Directions
The whole listing below should be duplicated exactly, with nothing left out.
=====
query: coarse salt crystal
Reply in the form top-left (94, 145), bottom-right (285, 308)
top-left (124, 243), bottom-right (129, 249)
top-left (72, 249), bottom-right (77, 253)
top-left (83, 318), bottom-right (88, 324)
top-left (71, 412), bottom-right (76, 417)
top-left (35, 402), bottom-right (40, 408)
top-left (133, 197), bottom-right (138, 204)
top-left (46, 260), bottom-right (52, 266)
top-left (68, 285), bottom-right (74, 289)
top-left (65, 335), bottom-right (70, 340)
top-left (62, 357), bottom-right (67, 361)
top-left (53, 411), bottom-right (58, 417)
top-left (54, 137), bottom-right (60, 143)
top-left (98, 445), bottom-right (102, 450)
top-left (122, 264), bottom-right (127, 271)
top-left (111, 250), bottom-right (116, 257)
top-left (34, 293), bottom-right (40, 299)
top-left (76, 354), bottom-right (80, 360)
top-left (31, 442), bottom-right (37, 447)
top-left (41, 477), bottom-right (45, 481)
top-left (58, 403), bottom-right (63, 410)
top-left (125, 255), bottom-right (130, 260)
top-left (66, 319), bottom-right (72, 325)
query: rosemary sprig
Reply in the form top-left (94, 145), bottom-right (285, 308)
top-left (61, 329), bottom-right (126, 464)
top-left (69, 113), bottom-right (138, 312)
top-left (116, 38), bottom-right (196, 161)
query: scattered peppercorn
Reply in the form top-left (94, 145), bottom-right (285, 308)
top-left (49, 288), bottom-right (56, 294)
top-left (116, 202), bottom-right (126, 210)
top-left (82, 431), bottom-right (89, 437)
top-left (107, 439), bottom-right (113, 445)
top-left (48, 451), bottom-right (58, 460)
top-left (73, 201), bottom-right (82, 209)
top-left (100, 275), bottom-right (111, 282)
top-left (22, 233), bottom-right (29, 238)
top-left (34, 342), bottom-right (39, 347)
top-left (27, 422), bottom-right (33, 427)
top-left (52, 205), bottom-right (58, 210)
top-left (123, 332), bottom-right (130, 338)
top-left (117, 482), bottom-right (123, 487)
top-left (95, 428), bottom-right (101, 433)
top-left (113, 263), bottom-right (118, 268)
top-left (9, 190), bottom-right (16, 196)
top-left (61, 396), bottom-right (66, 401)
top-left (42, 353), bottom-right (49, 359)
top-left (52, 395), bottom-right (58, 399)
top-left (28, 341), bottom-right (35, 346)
=====
Expected answer
query: coarse salt crystal
Reply in the form top-left (94, 145), bottom-right (285, 308)
top-left (124, 243), bottom-right (129, 249)
top-left (72, 249), bottom-right (77, 253)
top-left (83, 318), bottom-right (88, 324)
top-left (71, 412), bottom-right (76, 417)
top-left (35, 402), bottom-right (40, 408)
top-left (133, 197), bottom-right (138, 204)
top-left (46, 260), bottom-right (52, 266)
top-left (68, 285), bottom-right (74, 289)
top-left (65, 335), bottom-right (70, 340)
top-left (62, 357), bottom-right (67, 361)
top-left (53, 411), bottom-right (58, 417)
top-left (54, 137), bottom-right (60, 143)
top-left (98, 445), bottom-right (102, 450)
top-left (122, 264), bottom-right (127, 271)
top-left (111, 250), bottom-right (116, 257)
top-left (34, 293), bottom-right (40, 299)
top-left (76, 354), bottom-right (80, 360)
top-left (31, 442), bottom-right (37, 447)
top-left (41, 477), bottom-right (45, 481)
top-left (58, 403), bottom-right (63, 410)
top-left (125, 255), bottom-right (130, 260)
top-left (66, 319), bottom-right (72, 325)
query: rosemary sprig
Reply in the form top-left (94, 145), bottom-right (285, 308)
top-left (61, 329), bottom-right (126, 464)
top-left (69, 113), bottom-right (138, 312)
top-left (116, 38), bottom-right (196, 161)
query: scattered peppercorn
Reply in the form top-left (94, 145), bottom-right (285, 308)
top-left (49, 288), bottom-right (56, 294)
top-left (116, 202), bottom-right (126, 210)
top-left (82, 431), bottom-right (89, 437)
top-left (107, 439), bottom-right (113, 445)
top-left (48, 451), bottom-right (58, 460)
top-left (73, 201), bottom-right (82, 209)
top-left (100, 275), bottom-right (111, 282)
top-left (22, 233), bottom-right (29, 238)
top-left (34, 342), bottom-right (39, 347)
top-left (27, 422), bottom-right (33, 427)
top-left (52, 205), bottom-right (58, 210)
top-left (123, 332), bottom-right (130, 338)
top-left (117, 482), bottom-right (123, 487)
top-left (95, 428), bottom-right (101, 433)
top-left (113, 263), bottom-right (118, 268)
top-left (9, 190), bottom-right (16, 196)
top-left (61, 396), bottom-right (66, 401)
top-left (42, 353), bottom-right (49, 359)
top-left (52, 395), bottom-right (58, 399)
top-left (28, 341), bottom-right (35, 346)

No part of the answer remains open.